Write out each entry, exactly the way it appears.
-- begin RECORDS FOR PROCESSING --
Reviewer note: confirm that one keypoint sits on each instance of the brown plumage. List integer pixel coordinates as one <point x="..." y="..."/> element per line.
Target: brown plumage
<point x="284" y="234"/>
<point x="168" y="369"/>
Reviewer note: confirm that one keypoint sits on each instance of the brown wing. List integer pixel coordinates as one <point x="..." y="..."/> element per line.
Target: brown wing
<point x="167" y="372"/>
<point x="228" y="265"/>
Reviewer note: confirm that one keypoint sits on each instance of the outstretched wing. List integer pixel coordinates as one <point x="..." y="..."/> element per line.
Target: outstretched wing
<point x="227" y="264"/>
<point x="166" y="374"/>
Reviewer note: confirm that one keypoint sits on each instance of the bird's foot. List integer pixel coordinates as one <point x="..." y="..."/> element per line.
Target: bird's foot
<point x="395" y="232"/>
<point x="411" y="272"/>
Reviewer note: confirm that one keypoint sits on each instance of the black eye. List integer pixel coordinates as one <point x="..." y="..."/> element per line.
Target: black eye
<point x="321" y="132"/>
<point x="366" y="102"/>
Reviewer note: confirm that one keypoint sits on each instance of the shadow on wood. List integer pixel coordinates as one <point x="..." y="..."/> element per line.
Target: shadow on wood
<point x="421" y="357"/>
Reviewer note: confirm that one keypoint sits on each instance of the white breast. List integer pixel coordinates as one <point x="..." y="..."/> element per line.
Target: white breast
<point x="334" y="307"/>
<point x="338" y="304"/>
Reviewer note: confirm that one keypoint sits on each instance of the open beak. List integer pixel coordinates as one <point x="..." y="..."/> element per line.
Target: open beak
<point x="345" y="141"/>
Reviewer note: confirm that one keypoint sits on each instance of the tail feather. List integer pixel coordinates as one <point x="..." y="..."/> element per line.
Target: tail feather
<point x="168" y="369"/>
-- end RECORDS FOR PROCESSING --
> RIGHT ANSWER
Reviewer note: confirm that one keypoint sits on each instance of the brown plumage. List integer pixel coordinates as one <point x="..." y="..."/> element per line.
Target: brown plumage
<point x="284" y="234"/>
<point x="168" y="369"/>
Reviewer note: confirm that one keypoint sits on each instance of the brown wing. List integer pixel coordinates as one <point x="..." y="..."/> element per line.
Target: brown wing
<point x="167" y="372"/>
<point x="228" y="265"/>
Reviewer note: confirm that one keypoint sits on each instance of the outstretched wing. List integer pixel coordinates as one <point x="..." y="..."/> element per line.
Target: outstretched wing
<point x="227" y="264"/>
<point x="166" y="374"/>
Reviewer note: confirm that one keypoint sits on each instance of the bird's foot. List integer pixel coordinates as one <point x="..." y="..."/> element per line.
Target: bird's foot
<point x="395" y="232"/>
<point x="411" y="272"/>
Reviewer note: confirm that one keypoint sits on each instance of the black eye. List integer pixel coordinates as one <point x="..." y="..."/> element per line.
Target: black eye
<point x="321" y="132"/>
<point x="366" y="102"/>
Reviewer note: confirm that one keypoint sits on each instance of the shadow on wood. List integer pixel coordinates as one <point x="..." y="..."/> element per line.
Target: shadow on wood
<point x="421" y="357"/>
Reviewer note: confirm that one keypoint sits on each instance of the white breast. List integer pixel coordinates as one <point x="..." y="..."/> element per line.
Target: white breast
<point x="334" y="307"/>
<point x="338" y="304"/>
Reviewer note: confirm that one keypoint sits on each instance of the open beak. List integer pixel coordinates as one <point x="..." y="..."/> element per line.
Target: open beak
<point x="345" y="141"/>
Reviewer note: confirm that one keypoint sits on each instance of the tail feather. List integer pixel coordinates as one <point x="..." y="..."/> element per line.
Target: tail feather
<point x="168" y="369"/>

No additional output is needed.